## Required task
Put the lines of the data into a numbered list, starting at the line that contains "Outline the misty" and ending at the last line of the data, with both ends included. Leave out blank lines.

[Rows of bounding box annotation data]
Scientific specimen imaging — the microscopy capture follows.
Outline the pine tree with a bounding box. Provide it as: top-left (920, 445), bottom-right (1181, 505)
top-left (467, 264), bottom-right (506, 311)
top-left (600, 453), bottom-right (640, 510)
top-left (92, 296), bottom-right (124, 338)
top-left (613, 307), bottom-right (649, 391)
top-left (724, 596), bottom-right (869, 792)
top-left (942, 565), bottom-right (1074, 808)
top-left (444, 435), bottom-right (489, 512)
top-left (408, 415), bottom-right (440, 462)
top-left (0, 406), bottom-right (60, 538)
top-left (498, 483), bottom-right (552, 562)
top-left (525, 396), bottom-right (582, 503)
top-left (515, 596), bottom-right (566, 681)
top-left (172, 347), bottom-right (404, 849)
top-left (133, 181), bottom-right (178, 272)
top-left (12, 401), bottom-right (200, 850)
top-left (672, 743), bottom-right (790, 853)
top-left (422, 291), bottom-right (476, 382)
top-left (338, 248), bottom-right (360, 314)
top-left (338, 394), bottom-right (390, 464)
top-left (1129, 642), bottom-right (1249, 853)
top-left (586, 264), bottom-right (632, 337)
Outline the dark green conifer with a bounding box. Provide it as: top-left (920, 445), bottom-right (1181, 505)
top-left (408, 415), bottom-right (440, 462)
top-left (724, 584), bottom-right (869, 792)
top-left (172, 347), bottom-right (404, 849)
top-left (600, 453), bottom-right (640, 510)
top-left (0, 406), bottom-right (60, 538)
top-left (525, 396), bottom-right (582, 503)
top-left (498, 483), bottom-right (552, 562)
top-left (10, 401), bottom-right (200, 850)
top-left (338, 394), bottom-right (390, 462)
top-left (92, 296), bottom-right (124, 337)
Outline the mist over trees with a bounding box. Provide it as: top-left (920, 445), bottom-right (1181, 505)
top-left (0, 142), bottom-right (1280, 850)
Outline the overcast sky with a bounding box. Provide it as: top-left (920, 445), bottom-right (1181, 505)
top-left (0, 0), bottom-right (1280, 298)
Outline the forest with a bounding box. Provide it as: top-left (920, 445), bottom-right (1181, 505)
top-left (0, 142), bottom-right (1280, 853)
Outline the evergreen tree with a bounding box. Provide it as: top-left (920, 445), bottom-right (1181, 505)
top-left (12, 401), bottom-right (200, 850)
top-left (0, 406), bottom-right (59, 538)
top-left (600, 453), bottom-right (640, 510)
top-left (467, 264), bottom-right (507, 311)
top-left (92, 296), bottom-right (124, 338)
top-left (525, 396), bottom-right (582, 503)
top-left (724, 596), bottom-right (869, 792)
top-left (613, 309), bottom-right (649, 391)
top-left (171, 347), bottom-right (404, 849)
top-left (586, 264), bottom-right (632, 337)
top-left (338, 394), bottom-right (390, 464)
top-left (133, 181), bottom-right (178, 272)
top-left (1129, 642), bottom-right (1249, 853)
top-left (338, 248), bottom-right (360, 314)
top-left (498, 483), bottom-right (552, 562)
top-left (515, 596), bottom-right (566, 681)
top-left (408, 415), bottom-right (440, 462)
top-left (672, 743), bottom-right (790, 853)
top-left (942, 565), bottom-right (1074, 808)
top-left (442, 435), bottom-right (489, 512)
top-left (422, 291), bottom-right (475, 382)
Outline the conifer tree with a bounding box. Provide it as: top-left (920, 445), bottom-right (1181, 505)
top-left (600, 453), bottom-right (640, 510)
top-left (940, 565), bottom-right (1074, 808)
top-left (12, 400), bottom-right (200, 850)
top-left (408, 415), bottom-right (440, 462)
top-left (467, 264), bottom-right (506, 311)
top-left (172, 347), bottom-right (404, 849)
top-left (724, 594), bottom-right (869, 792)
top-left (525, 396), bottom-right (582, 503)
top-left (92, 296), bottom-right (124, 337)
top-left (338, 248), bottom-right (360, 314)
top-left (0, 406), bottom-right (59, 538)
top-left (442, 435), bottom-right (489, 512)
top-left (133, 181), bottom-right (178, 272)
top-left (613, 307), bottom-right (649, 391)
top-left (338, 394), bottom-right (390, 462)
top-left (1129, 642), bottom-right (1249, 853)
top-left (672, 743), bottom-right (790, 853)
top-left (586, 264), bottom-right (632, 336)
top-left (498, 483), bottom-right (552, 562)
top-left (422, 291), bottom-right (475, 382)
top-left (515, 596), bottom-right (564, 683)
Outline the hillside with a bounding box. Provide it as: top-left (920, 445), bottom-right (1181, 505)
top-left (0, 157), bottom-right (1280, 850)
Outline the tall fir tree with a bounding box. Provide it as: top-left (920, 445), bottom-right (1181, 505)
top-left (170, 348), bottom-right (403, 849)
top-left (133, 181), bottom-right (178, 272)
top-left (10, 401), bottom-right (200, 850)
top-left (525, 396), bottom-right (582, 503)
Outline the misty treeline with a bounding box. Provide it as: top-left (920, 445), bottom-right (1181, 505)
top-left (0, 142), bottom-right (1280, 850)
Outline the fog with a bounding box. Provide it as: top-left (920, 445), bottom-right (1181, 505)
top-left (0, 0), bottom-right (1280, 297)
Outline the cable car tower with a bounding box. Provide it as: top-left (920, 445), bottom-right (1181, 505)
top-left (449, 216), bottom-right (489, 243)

## Solution to this exercise
1. Outline the misty treeline with a bounding box. Provide it as: top-left (920, 445), bottom-right (1181, 505)
2. top-left (0, 142), bottom-right (1280, 850)
3. Outline the fog with a bounding box. Provide it as: top-left (920, 445), bottom-right (1181, 505)
4. top-left (0, 0), bottom-right (1280, 297)
5. Outline the cable car tower with a bounding box. Provide it as: top-left (920, 445), bottom-right (1181, 505)
6. top-left (449, 216), bottom-right (489, 243)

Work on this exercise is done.